What you should do - Please set down the entire listing exactly.

------------

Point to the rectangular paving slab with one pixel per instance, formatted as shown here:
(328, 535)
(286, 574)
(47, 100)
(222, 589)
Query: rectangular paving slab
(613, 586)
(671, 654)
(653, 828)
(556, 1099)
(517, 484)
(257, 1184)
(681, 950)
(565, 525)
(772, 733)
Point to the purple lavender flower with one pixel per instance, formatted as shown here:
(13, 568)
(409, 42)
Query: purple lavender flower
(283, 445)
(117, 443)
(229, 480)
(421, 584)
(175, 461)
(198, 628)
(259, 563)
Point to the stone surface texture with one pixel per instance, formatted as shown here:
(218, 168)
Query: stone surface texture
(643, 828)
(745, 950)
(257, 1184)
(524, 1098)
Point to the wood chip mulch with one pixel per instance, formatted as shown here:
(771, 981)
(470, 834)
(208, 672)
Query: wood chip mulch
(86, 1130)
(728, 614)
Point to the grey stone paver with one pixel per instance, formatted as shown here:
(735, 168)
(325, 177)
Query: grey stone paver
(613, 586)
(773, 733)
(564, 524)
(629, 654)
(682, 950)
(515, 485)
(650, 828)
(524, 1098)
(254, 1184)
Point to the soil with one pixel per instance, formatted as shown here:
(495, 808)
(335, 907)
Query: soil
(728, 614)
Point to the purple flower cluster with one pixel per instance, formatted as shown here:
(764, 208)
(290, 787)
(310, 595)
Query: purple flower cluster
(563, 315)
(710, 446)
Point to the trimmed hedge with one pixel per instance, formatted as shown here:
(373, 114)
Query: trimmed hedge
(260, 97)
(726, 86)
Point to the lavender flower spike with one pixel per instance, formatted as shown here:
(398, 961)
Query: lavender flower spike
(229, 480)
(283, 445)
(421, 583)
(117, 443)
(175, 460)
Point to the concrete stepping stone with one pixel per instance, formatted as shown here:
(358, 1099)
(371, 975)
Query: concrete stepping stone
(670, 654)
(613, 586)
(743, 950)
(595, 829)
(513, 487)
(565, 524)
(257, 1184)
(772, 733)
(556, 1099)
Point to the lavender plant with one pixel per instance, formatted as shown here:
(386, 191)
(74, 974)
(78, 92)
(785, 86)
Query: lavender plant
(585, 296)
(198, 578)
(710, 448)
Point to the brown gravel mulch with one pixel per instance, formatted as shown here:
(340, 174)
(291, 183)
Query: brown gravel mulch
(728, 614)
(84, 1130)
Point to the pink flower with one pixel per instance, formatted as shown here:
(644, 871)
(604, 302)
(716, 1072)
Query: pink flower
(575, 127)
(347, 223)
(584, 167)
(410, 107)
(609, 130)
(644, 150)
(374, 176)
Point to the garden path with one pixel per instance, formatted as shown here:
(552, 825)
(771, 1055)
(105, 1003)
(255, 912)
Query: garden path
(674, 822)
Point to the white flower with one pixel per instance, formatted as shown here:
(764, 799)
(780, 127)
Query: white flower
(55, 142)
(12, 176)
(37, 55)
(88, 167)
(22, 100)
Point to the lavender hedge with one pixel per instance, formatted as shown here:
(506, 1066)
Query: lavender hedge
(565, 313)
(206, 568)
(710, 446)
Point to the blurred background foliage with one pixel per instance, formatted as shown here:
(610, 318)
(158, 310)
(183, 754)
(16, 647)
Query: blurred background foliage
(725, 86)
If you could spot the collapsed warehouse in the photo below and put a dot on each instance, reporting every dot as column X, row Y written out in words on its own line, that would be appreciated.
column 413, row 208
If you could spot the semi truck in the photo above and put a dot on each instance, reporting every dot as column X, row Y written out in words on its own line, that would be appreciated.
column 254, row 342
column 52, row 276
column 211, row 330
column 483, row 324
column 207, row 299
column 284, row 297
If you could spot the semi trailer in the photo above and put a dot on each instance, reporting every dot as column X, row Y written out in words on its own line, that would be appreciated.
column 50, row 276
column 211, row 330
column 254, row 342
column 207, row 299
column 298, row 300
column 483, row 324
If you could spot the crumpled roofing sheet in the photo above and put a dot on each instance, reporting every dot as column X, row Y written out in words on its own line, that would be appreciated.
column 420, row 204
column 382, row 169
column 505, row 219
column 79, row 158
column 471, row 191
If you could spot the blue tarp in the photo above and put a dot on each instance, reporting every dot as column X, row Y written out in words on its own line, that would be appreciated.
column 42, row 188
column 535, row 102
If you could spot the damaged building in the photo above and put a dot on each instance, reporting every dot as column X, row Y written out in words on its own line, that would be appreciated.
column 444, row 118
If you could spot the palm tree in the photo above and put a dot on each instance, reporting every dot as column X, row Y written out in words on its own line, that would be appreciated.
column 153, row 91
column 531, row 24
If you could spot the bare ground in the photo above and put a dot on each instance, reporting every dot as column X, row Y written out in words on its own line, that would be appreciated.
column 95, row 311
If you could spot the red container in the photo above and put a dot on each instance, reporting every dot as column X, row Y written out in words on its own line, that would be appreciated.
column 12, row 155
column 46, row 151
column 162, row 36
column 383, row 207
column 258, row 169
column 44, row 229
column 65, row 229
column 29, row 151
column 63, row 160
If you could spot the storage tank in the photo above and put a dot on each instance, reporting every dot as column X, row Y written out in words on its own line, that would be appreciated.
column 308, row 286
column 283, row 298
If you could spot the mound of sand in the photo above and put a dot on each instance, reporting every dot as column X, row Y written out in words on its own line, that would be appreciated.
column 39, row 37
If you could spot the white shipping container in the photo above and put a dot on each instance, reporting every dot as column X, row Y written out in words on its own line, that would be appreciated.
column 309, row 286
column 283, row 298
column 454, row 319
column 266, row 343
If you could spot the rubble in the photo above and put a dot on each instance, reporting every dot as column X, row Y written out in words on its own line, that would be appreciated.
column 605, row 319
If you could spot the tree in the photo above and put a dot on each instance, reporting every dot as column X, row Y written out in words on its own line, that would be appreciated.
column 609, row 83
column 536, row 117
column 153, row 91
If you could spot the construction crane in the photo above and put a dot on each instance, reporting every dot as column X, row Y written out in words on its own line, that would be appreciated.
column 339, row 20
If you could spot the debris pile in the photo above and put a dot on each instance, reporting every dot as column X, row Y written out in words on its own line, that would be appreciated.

------------

Solution to the problem -
Point to the rectangular paving slab with one pixel per instance, formatted as shown here:
(328, 535)
(286, 574)
(47, 100)
(222, 589)
Query: rectangular paving slab
(613, 586)
(671, 654)
(653, 828)
(556, 1099)
(517, 484)
(257, 1184)
(681, 950)
(565, 525)
(772, 733)
Point to the purple lavender flower with one pixel per instance, formatted as shown here:
(13, 568)
(409, 42)
Query: purple lavender flower
(283, 445)
(117, 443)
(229, 480)
(421, 584)
(175, 461)
(198, 628)
(259, 563)
Point to the stone surface texture with one pixel per instance, formatted as shown here:
(218, 168)
Query: stone surface texture
(643, 828)
(745, 950)
(257, 1184)
(524, 1098)
Point to the wood chip mulch with one pixel per instance, formatted as shown here:
(771, 981)
(470, 834)
(208, 672)
Query: wood chip mulch
(86, 1130)
(728, 614)
Point to the grey stone paver with one pixel per instance, formatted as shown here:
(735, 168)
(325, 177)
Query: grey stone paver
(613, 586)
(773, 733)
(564, 524)
(629, 654)
(682, 950)
(515, 485)
(650, 828)
(524, 1098)
(254, 1184)
Point to the soil with one pixel per instance, formatted as shown here:
(495, 808)
(335, 907)
Query: soil
(728, 614)
Point to the purple flower cluster with one pixel per instance, formatted as shown here:
(764, 208)
(290, 787)
(310, 595)
Query: purple flower cluster
(563, 315)
(710, 446)
Point to the trimmed hedge with one pixel per instance, formatted as shown here:
(373, 114)
Query: trimmed hedge
(260, 97)
(726, 86)
Point to the lavender flower spike with one pixel per instance, formatted as shown here:
(398, 961)
Query: lavender flower spike
(229, 480)
(283, 445)
(421, 583)
(117, 443)
(175, 460)
Point to the concrete stepping stone with one pixel per instance, formatted as shown here:
(358, 1099)
(371, 975)
Query: concrete stepping stone
(670, 654)
(613, 586)
(743, 950)
(595, 829)
(513, 487)
(565, 524)
(257, 1184)
(772, 733)
(556, 1099)
Point to the lavender plant with one pixel per instance, formatted as shown here:
(386, 191)
(74, 974)
(78, 92)
(785, 86)
Query: lavender plant
(585, 296)
(198, 578)
(710, 448)
Point to the brown gravel mulch with one pixel per instance, formatted as shown here:
(340, 174)
(291, 183)
Query: brown gravel mulch
(728, 614)
(84, 1130)
Point to the pink flower with one pixel per instance, formatted as shown here:
(644, 871)
(604, 302)
(716, 1072)
Query: pink flower
(575, 127)
(347, 223)
(584, 167)
(410, 107)
(609, 130)
(644, 150)
(374, 176)
Point to the garden path with one pixel per instance, formatted as shown here:
(552, 825)
(771, 1055)
(105, 1003)
(255, 912)
Query: garden path
(674, 822)
Point to the white flower with one pixel per instance, formatted as shown here:
(764, 799)
(780, 127)
Query: white flower
(55, 142)
(12, 176)
(37, 55)
(88, 167)
(22, 100)
Point to the lavender hedge with one pixel per instance, formatted as shown here:
(506, 1066)
Query: lavender hedge
(565, 313)
(206, 568)
(710, 446)
Point to the blurred background foliage with one pixel per instance, formatted as shown here:
(610, 318)
(158, 310)
(183, 754)
(16, 647)
Query: blurred background foliage
(725, 86)
If you could spot the collapsed warehouse in the photo below and put a dot on each instance, reporting every dot as column X, row Y written out in words on its own line, that would be appreciated.
column 413, row 208
If you could spot the semi truck in the photo above and put a dot on each instance, reporting every dot as column X, row Y written out in words on its own line, that would be appreciated.
column 254, row 342
column 52, row 276
column 211, row 330
column 483, row 324
column 207, row 299
column 284, row 297
If you could spot the semi trailer in the photo above and put a dot on each instance, reporting every dot as column X, row Y written out in words on its own line, that would be appreciated.
column 50, row 276
column 211, row 330
column 254, row 342
column 207, row 299
column 298, row 300
column 483, row 324
If you could spot the crumpled roofing sheet in the photo above and put a dot on each instance, reporting every dot as column X, row Y written out in words on its own line, that would be appreciated.
column 420, row 204
column 382, row 169
column 505, row 219
column 79, row 158
column 471, row 191
If you could spot the blue tarp in the photo above and put a dot on each instance, reporting every dot as column X, row Y written out in words on its own line, that would be appreciated.
column 42, row 188
column 535, row 102
If you could spot the damaged building in the photo above and put a dot on each instance, reporting every dot as column X, row Y written out in words on its own line, that would be appreciated.
column 444, row 118
If you could spot the palm tree in the photo above and put a dot on each instance, reporting every dot as column X, row Y written out in words on its own line, that would be appreciated.
column 153, row 91
column 531, row 24
If you could spot the bare ground in the photo above and put a dot on each instance, reporting every dot as column X, row Y written out in words on its own line, that would be appreciated.
column 95, row 311
If you could spot the red container in the photo above and put a dot on each instance, reporting every dot as column X, row Y written out in words on its own line, that would be appreciated.
column 12, row 155
column 46, row 151
column 162, row 36
column 383, row 207
column 258, row 169
column 44, row 229
column 65, row 229
column 29, row 151
column 63, row 160
If you could spot the storage tank in the photo above and put a dot on each instance, reporting every dot as column X, row Y written out in words on its own line, that would be appreciated.
column 308, row 286
column 283, row 298
If you could spot the mound of sand in the photo above and put a dot on each instance, reporting every dot as column X, row Y written out in words on its own line, that would be appreciated.
column 39, row 37
If you could spot the white shipping container in the photo above and put a dot on each instance, reporting every dot as column X, row Y written out in words on its own line, that would be appreciated.
column 309, row 286
column 283, row 298
column 454, row 319
column 266, row 343
If you could spot the rubble in the photo above and put a dot on each instance, reporting every dot as column X, row Y written out in words on its own line, that would be appreciated.
column 605, row 319
If you could spot the tree in the photo above and put a dot on each instance, reporting every dot as column X, row Y written out in words on its own line, that would be appreciated.
column 609, row 83
column 536, row 117
column 153, row 91
If you could spot the construction crane in the photo above and put a dot on each instance, reporting every dot as column X, row Y written out in words on its own line, that would be appreciated.
column 339, row 20
If you could spot the debris pile in the photo above and put a dot on each instance, reporting every dot as column X, row Y written out in words on its own line, that would be appreciated.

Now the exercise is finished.